Exercise aim -
Reproduce exactly the lines below, starting with the line that contains "of the lip?" and ending with the last line of the records, both included, and nothing else.

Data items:
============

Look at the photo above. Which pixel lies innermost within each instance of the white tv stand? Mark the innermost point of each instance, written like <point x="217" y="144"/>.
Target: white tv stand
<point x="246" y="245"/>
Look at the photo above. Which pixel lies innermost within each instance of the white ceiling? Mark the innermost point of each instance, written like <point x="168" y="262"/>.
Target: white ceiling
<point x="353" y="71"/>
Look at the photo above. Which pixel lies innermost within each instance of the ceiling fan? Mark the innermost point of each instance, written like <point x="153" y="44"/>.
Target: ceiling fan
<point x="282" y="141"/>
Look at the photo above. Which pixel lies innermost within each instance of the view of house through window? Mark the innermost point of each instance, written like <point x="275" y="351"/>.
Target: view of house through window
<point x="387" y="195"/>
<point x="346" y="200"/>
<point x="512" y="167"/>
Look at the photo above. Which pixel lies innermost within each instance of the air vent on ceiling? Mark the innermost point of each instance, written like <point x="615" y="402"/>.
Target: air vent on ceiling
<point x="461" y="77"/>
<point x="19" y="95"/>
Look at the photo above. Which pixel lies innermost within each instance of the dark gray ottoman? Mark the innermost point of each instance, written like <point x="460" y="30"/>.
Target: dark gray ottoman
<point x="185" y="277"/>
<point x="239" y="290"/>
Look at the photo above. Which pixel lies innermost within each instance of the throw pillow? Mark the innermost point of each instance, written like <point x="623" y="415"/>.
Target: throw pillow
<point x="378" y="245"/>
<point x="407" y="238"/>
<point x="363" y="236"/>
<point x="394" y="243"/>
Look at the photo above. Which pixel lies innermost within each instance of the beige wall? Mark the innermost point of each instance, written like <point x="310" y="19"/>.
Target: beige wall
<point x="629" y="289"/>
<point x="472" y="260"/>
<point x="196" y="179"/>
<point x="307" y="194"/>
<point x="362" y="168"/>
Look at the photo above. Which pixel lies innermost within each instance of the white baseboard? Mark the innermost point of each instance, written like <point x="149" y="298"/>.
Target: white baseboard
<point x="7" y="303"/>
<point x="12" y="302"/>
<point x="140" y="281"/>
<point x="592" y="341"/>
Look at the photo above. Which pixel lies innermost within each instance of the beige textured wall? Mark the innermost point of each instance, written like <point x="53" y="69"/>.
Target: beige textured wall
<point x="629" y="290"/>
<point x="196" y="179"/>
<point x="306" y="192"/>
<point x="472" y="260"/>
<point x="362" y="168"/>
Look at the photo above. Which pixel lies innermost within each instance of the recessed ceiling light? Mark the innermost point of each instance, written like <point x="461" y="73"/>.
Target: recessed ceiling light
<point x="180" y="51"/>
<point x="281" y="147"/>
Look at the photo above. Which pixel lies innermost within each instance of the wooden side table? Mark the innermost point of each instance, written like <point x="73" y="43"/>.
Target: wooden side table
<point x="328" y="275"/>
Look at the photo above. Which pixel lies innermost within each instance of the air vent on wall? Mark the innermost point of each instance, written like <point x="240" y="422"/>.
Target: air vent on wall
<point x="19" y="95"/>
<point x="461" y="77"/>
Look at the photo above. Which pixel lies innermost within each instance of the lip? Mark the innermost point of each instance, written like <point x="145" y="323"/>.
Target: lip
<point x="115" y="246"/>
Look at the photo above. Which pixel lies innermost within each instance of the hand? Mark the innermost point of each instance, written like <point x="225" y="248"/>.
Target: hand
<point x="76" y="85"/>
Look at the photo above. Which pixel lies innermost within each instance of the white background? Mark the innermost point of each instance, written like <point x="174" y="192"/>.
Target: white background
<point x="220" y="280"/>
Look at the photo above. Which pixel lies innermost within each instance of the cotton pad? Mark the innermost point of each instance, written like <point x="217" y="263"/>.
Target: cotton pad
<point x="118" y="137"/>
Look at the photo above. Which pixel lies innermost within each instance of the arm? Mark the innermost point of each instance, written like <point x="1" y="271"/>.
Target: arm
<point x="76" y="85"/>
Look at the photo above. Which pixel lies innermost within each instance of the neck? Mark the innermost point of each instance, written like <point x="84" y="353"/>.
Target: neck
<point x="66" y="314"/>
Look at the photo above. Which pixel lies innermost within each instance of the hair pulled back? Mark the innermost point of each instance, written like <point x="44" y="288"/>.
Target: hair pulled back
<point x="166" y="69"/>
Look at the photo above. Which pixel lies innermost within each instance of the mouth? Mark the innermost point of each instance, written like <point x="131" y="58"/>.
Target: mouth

============

Task response -
Look at the photo above. Which pixel lies innermost within each instance of the lip? Mark the innermost point of each instance, written like <point x="145" y="323"/>.
Target: lip
<point x="115" y="246"/>
Look at the photo above. Which pixel lies innermost within each instance of the hand? Mark the innermost point of each instance, written like <point x="225" y="248"/>.
Target: hand
<point x="76" y="85"/>
Look at the photo above. Which pixel lies innermost within each instance of the white background? Mark the innermost point of each instance, written like <point x="174" y="192"/>.
Target: white background
<point x="220" y="280"/>
Look at the photo above. Which pixel lies innermost within each instance of the cotton pad? Mark the innermost point of each instance, written like <point x="217" y="263"/>.
Target: cotton pad
<point x="118" y="137"/>
Look at the photo above. Which pixel lies innermost within each instance of the arm? Mark the innermost point of each instance, written like <point x="1" y="271"/>.
Target: arm
<point x="76" y="85"/>
Look at the photo above. Which pixel lies innermost within each instance of the neck? Mark the innermost point of each instance, written like <point x="84" y="353"/>.
Target: neck
<point x="66" y="314"/>
Look at the photo above. Which pixel lies innermost within each instance of the hair pulled back? Mark the innermost point of each instance, written like <point x="44" y="288"/>.
Target: hair pulled back
<point x="166" y="69"/>
Look at the photo above. Which pixel lies innermost within each instance of the mouth? Mark the innermost point of each instance, written like <point x="131" y="58"/>.
Target: mouth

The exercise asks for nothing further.